_CHECK YOUR UNDERSTANDING:_
1 > Answer these from the case summary:
(a) What two claims did Yeung bring against Maric?
(b) To which party did the trial court grant summary judgment?
(c) At what two proceedings does the court confirm that witness testimony is absolutely privileged?
2 > Repeat the stretch of the case summary from "This case holds" through "a good thing.".

[SUPPLIED TEXT — start]

This case holds that the testimonial privilege applies to arbitrations.
In an IME report, Dr. Maric criticized Dr. Yeung’s treatment of a patient. Yeung sued Maric for defamation and false-light invasion of privacy. Maric argued the privilege, Yeung that it didn’t apply because the IME was done not for a lawsuit but for a UM/UIM (the opinion doesn’t say which) arbitration. The trial court granted Maric summary judgment; Yeung appealed.
The court first confirms that the testimony of witnesses is absolutely privileged at trial and deposition, and also in “reports, consultation, or advice” or other “preliminary steps” so long as it has reference to litigation pending or seriously contemplated. The opinion explains why this is a good thing.

[SUPPLIED TEXT — finish]
[RECORDS PROVIDED — start]

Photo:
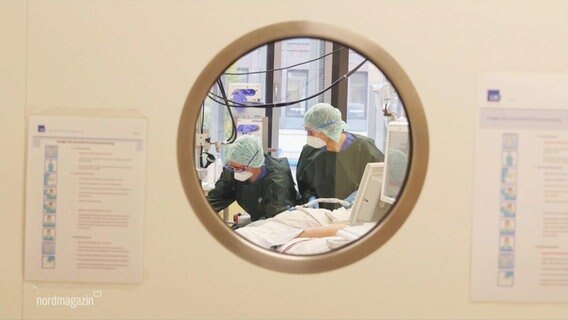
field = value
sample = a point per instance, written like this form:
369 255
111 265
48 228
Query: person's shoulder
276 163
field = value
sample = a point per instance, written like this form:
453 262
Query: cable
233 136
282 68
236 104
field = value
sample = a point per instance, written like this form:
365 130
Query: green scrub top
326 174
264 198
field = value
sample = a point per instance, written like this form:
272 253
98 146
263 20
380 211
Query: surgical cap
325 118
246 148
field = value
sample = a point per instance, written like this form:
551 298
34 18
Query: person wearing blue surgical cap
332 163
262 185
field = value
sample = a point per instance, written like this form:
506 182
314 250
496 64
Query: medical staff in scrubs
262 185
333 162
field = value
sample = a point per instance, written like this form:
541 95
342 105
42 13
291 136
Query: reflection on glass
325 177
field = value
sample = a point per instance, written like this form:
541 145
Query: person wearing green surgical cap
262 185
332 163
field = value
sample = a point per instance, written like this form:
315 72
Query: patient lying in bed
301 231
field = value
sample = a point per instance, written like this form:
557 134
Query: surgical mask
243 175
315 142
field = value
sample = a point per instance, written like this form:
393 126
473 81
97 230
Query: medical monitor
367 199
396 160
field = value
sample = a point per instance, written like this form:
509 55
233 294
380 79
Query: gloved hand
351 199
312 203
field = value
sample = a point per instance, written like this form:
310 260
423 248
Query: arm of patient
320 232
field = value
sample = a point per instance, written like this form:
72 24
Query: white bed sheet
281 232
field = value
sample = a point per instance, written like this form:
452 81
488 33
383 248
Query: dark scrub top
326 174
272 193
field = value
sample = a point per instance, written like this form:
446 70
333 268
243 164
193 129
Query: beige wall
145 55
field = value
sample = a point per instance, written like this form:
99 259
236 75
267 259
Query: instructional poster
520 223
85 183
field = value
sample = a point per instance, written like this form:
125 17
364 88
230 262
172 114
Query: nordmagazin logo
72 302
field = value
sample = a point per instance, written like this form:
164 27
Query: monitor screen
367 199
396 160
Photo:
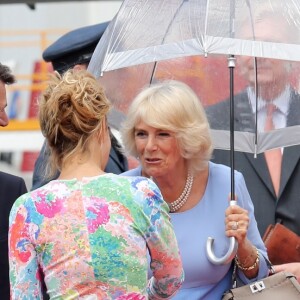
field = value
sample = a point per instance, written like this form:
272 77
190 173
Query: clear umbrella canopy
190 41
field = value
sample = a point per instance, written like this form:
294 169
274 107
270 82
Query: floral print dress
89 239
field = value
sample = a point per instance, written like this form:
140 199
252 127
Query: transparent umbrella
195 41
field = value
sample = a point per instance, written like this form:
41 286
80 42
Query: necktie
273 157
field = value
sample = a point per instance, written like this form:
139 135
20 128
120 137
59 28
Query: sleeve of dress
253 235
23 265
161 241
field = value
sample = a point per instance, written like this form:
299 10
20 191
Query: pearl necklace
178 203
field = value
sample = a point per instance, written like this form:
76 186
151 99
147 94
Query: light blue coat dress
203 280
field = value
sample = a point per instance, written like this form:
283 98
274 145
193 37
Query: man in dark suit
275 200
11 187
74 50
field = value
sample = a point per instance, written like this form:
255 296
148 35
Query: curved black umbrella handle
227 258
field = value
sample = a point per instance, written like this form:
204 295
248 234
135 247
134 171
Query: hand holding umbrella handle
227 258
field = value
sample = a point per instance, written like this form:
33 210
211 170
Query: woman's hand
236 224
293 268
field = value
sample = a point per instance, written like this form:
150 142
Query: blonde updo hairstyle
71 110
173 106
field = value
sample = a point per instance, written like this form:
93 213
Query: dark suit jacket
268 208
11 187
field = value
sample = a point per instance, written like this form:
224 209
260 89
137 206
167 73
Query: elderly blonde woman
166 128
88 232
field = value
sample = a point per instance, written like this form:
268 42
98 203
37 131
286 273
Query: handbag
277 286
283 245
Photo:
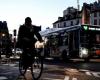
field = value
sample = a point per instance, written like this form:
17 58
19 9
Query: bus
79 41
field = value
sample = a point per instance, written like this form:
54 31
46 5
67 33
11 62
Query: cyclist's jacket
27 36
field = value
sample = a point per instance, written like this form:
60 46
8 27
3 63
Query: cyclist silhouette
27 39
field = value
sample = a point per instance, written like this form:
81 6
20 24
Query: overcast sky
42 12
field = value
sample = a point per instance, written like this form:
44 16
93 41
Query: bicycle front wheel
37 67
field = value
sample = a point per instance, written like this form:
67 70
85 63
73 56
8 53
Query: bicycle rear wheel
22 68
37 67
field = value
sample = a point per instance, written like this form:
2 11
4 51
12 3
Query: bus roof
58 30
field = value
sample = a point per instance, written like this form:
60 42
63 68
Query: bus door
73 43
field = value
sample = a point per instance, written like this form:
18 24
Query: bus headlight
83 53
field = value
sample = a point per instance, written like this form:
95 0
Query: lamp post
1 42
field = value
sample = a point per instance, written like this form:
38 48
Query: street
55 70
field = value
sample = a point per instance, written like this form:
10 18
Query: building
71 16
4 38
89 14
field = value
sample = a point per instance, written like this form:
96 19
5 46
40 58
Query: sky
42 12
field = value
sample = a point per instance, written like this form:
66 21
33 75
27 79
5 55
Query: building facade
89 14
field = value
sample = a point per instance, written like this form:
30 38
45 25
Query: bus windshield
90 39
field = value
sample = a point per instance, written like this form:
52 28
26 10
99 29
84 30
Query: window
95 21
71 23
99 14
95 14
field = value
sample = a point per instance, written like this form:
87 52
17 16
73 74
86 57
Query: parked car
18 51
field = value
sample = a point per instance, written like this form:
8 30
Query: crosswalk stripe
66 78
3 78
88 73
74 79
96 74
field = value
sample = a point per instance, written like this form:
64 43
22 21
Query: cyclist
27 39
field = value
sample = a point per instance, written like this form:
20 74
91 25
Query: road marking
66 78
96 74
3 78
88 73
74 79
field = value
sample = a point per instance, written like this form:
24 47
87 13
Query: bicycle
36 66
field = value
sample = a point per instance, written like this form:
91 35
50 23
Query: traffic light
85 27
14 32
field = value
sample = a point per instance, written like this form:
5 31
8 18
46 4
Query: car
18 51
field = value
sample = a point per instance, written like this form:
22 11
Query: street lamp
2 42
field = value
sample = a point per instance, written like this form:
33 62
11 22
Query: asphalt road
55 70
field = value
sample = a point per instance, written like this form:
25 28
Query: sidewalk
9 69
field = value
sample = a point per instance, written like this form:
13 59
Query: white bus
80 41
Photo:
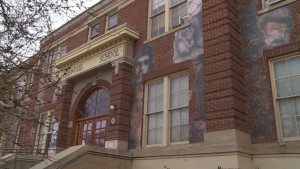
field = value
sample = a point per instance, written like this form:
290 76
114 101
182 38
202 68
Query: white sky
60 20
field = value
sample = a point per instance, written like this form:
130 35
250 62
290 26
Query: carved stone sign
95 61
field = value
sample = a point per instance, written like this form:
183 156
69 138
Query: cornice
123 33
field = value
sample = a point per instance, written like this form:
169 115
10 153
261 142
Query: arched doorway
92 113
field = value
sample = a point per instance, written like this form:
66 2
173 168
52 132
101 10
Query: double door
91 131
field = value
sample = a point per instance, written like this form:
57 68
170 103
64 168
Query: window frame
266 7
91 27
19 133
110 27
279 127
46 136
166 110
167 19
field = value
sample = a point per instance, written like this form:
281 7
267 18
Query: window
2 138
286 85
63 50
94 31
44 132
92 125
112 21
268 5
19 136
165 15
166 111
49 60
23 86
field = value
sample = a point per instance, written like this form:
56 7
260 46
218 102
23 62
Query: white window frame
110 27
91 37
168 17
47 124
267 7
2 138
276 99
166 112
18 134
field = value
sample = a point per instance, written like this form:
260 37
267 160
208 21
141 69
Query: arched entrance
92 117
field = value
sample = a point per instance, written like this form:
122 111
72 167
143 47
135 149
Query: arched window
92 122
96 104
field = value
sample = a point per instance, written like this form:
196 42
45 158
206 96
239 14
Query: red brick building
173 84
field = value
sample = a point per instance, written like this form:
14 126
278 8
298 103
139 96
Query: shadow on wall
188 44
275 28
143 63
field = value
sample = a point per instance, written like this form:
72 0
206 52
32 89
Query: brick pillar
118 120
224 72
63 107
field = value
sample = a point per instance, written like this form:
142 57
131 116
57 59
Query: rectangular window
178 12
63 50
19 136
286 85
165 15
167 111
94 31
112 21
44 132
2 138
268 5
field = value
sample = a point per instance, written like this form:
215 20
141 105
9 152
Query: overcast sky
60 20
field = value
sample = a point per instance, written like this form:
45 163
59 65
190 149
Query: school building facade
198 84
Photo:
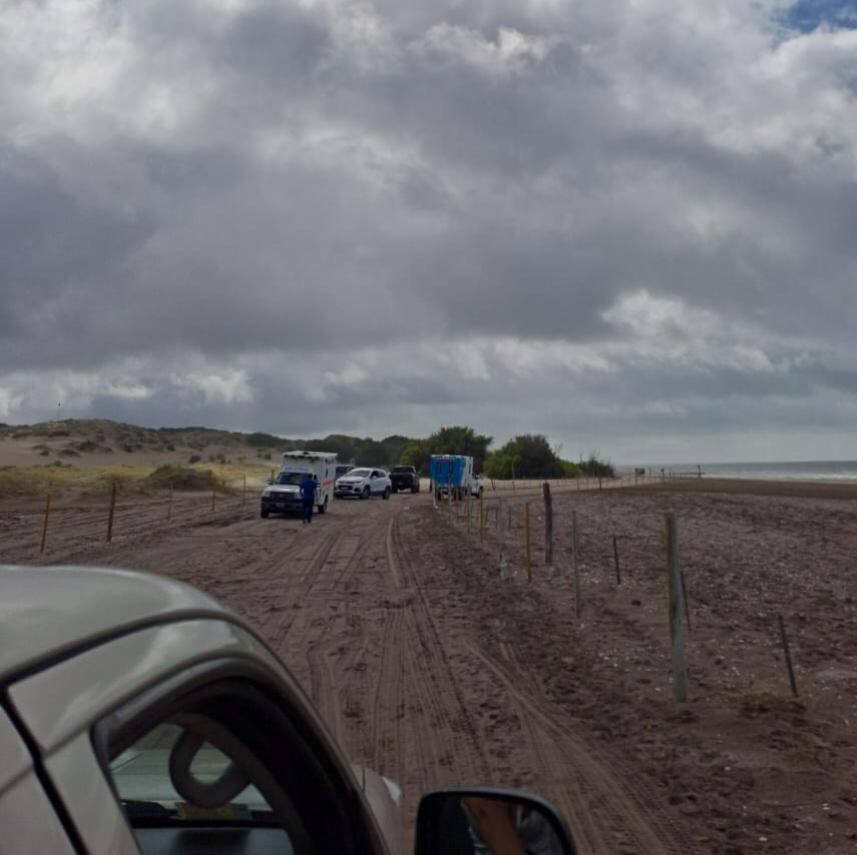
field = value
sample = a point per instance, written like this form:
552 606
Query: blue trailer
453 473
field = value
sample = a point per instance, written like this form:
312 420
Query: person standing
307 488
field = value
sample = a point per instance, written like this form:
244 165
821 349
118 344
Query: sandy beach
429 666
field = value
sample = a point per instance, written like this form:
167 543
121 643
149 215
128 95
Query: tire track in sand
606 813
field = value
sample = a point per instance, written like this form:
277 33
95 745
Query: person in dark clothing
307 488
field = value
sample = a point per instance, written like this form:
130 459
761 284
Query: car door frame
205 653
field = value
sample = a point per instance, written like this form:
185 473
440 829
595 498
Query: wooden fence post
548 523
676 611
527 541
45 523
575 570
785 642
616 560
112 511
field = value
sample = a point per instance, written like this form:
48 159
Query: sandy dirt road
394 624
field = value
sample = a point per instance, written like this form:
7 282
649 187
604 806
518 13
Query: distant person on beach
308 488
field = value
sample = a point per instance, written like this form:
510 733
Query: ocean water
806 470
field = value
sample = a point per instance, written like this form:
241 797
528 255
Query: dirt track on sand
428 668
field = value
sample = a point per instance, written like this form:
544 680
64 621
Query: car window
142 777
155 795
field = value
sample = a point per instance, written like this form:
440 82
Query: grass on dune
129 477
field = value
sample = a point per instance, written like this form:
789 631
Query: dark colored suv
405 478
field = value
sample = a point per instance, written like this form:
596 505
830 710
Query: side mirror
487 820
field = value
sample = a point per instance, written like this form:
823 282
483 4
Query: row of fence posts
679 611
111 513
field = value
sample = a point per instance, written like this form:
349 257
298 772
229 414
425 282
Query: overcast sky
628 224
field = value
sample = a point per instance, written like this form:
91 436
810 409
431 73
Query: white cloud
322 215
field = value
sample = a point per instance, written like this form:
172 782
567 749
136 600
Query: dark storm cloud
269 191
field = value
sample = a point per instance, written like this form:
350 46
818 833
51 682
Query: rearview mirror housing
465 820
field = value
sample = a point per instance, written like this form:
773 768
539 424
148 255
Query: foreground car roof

[RECORDS PROVIDED — finish]

_RESPONSES BY TASK:_
1 >
(a) Defamation and false-light invasion of privacy
(b) Maric
(c) Trial and deposition

2 >
This case holds that the testimonial privilege applies to arbitrations.
In an IME report, Dr. Maric criticized Dr. Yeung’s treatment of a patient. Yeung sued Maric for defamation and false-light invasion of privacy. Maric argued the privilege, Yeung that it didn’t apply because the IME was done not for a lawsuit but for a UM/UIM (the opinion doesn’t say which) arbitration. The trial court granted Maric summary judgment; Yeung appealed.
The court first confirms that the testimony of witnesses is absolutely privileged at trial and deposition, and also in “reports, consultation, or advice” or other “preliminary steps” so long as it has reference to litigation pending or seriously contemplated. The opinion explains why this is a good thing.